Please quote every line word for word.

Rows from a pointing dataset
_ _ _

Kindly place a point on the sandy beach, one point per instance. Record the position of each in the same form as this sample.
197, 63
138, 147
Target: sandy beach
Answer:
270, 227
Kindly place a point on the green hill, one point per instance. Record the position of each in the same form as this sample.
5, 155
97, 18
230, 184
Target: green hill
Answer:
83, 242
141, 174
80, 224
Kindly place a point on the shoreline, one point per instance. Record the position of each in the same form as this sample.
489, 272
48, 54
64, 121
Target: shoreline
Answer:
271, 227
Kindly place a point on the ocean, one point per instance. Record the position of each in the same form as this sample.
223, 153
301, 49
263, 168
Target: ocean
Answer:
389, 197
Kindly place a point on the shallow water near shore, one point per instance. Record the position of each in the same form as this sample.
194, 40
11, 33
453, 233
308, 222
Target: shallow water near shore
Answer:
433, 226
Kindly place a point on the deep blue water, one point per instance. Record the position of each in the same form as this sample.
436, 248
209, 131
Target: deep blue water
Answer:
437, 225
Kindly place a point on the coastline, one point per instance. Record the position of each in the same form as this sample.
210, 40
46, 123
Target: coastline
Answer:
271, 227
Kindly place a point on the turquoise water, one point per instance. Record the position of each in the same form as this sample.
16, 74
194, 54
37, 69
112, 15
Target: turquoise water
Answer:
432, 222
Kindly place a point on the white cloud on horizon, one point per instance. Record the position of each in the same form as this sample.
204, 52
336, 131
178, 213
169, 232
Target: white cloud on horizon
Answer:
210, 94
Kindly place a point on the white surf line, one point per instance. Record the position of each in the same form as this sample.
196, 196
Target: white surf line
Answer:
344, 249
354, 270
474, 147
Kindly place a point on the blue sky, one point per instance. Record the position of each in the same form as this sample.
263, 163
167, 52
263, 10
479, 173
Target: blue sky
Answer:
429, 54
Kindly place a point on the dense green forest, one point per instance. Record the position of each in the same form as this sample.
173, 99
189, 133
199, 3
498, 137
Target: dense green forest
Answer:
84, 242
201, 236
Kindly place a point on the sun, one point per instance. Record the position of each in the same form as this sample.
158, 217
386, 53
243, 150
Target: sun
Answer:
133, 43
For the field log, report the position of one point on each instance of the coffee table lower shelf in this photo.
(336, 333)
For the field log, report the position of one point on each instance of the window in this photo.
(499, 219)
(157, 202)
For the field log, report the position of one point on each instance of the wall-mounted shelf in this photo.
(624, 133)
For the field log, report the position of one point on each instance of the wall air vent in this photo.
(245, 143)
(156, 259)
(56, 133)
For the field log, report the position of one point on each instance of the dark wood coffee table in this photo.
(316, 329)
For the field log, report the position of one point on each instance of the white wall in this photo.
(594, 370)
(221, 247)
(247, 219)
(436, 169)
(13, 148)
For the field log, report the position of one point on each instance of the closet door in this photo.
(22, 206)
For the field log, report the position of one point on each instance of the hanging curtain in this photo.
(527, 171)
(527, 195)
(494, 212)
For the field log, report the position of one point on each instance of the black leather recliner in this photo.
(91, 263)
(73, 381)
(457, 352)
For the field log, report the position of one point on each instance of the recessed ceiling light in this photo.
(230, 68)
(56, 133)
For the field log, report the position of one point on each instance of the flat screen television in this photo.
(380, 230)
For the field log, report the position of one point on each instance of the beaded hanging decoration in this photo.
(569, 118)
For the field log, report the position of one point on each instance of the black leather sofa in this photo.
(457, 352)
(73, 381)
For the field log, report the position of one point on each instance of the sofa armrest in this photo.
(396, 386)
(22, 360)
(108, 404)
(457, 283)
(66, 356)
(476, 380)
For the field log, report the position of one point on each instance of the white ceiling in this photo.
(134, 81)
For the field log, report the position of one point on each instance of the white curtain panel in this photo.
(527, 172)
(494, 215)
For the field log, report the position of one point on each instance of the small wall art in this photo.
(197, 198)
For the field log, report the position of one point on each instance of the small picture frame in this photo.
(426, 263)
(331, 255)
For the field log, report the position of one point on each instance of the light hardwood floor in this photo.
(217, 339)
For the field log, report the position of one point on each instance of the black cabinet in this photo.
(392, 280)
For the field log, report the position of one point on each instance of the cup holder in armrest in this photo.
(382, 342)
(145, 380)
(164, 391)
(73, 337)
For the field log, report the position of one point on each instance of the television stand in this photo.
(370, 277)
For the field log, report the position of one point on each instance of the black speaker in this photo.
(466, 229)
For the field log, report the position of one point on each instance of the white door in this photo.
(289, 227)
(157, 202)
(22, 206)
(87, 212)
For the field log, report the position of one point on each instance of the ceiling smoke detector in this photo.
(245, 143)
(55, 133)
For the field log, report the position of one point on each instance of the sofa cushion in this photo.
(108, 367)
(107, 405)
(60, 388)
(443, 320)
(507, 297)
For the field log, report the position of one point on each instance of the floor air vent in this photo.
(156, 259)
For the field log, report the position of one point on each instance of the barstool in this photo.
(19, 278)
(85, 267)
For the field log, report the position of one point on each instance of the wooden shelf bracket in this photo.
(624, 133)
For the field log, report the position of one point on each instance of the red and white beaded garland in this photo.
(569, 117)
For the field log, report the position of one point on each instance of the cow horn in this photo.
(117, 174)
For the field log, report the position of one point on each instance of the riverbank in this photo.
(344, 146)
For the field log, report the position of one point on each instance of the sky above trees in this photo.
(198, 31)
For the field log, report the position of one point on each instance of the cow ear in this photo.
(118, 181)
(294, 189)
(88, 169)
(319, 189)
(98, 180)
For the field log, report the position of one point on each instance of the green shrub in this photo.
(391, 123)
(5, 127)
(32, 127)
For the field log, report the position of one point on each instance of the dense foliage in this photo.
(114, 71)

_ _ _

Task result:
Kindly place a point on the sandy beach, one point per instance. Record the position of each in the same form as this sample.
197, 63
138, 147
Target: sandy beach
Answer:
270, 227
Kindly place a point on the green hill, one point per instance. Record the position of each in the same form as this sample.
5, 155
97, 18
230, 184
Target: green hill
Answer:
83, 242
141, 174
80, 224
Kindly place a point on the shoreline, one point per instance. Record the position of each in the same form as this sample.
489, 272
48, 54
64, 121
Target: shoreline
Answer:
271, 227
Kindly place a point on the ocean, one point per instance. Record the position of each in the same form as this sample.
223, 153
301, 49
263, 168
Target: ocean
Answer:
389, 197
Kindly place a point on the shallow water near shore, one point per instance. Record the position of each in the same form as this sample.
194, 40
11, 33
453, 233
308, 222
Target: shallow water near shore
Answer:
433, 226
Kindly place a point on the deep blue water, one point per instance. Record the position of each in the same form as this sample.
436, 248
209, 131
Target: deep blue water
Answer:
437, 225
Kindly place a point on the coastline, one point per instance. Record the position of each in the same form as this sample.
210, 40
46, 123
Target: coastline
Answer:
271, 227
Kindly place a point on the turquoise water, one point per instance. Record the position of each in the same form as this sample.
16, 74
194, 54
37, 69
112, 15
Target: turquoise water
Answer:
432, 222
Kindly place a point on the white cloud on horizon, one point per instance. Record the position of each in the same form as this sample.
204, 52
336, 131
178, 213
169, 232
Target: white cloud on horizon
Answer:
210, 94
Kindly place a point on the white surf line, one point per instance. Record the position of each in the same form as this sample.
196, 196
Target: white surf line
Answer:
344, 249
354, 270
474, 147
Kindly place a point on the blue sky, one point per instance. Record the position of each in the same form as this sample.
263, 163
167, 52
263, 10
479, 173
Target: blue sky
Answer:
429, 54
Kindly place a point on the dense green forest, one point per instance. Record the position of each in the same form as this sample.
173, 99
189, 133
199, 3
498, 137
Target: dense green forest
Answer:
84, 242
201, 236
Kindly place a point on the sun, one point per instance. Record the position of each in the same form as this sample.
158, 217
386, 53
243, 150
Target: sun
Answer:
133, 43
For the field log, report the position of one point on each instance of the coffee table lower shelf in this photo.
(336, 333)
For the field log, report the position of one point on each instance of the window in this photo.
(499, 219)
(157, 202)
For the field log, report the position of one point on each instance of the wall-mounted shelf in this photo.
(624, 133)
For the field log, report the position of one point on each instance of the wall air vent in this photo.
(245, 143)
(156, 259)
(56, 133)
For the field log, report the position of one point on each instance of the dark wood coffee table in this photo.
(316, 329)
For the field log, report the position of one point on each instance of the white wall in this photo.
(594, 370)
(221, 247)
(247, 219)
(436, 169)
(13, 148)
For the field log, report the position of one point on each instance of the closet door in this photo.
(22, 206)
For the field log, report the position of one point on each instance of the hanging curtain in this photo.
(527, 171)
(527, 195)
(494, 212)
For the field log, report the position of one point on each instance of the black leather recliner in this photo.
(91, 263)
(73, 381)
(457, 352)
For the field log, report the position of one point on each instance of the recessed ceiling light in this photo.
(230, 68)
(56, 133)
For the field log, report the position of one point on each instance of the flat screen television in this photo.
(380, 230)
For the field log, report the position of one point on each instance of the beaded hanging decoration in this photo.
(569, 118)
For the field log, report the position of one point on each instance of the black leather sofa in this photo.
(457, 352)
(73, 381)
For the field log, report the position of one point on each instance of the sofa armrest in this photo.
(396, 386)
(22, 360)
(108, 404)
(457, 283)
(66, 356)
(476, 380)
For the field log, report the position of one point on each instance of the white ceiling in this photo.
(134, 81)
For the field log, report the position of one point on each instance of the white curtain panel in this photo.
(527, 172)
(494, 215)
For the field log, report the position of one point on each instance of the small wall art in this photo.
(197, 198)
For the field log, report the position of one point on each instance of the small picture frame in this photo.
(426, 263)
(331, 255)
For the field log, report the position of one point on each instance of the light hardwood floor in this photo.
(217, 339)
For the field log, report the position of one point on each instance of the black cabinet in this photo.
(392, 280)
For the field log, report the position of one point on each instance of the cup holder in armrest in this photo.
(382, 342)
(145, 380)
(164, 391)
(73, 337)
For the field log, report the position of one point on each instance of the television stand in this photo.
(370, 277)
For the field log, report the position of one point on each instance of the black speaker in this photo.
(466, 229)
For the field log, report the position of one point on each instance of the white door in this photo.
(289, 227)
(157, 202)
(22, 206)
(87, 212)
For the field log, report the position of one point on each instance of the ceiling smoke detector in this photo.
(245, 143)
(55, 133)
For the field log, report the position of one point on each instance of the sofa cushion in this photo.
(108, 367)
(107, 405)
(60, 388)
(443, 320)
(507, 297)
For the field log, report the position of one point on each instance of the floor air vent in this photo.
(156, 259)
For the field log, report the position of one point on each instance of the barstool in this photo.
(19, 278)
(85, 267)
For the field log, report the position of one point on each instance of the wooden shelf bracket in this photo.
(624, 133)
For the field log, report the position of one point on each instance of the red and white beaded garland in this photo.
(569, 117)
For the field log, report the position of one point on each instance of the cow horn in this photo.
(117, 174)
For the field log, report the position of one point on each instance of the riverbank in this photo.
(344, 146)
For the field log, report the position of one point on each instance of the sky above trees in this photo.
(198, 31)
For the field log, report the position of one point on each instance of the cow ear in this photo.
(118, 181)
(294, 189)
(88, 169)
(319, 189)
(98, 180)
For the field log, report the position of one point on each instance of the green shrub in this photo.
(391, 123)
(5, 127)
(32, 127)
For the field log, report the position of one point on each instance of the dense foliage in this photo.
(114, 71)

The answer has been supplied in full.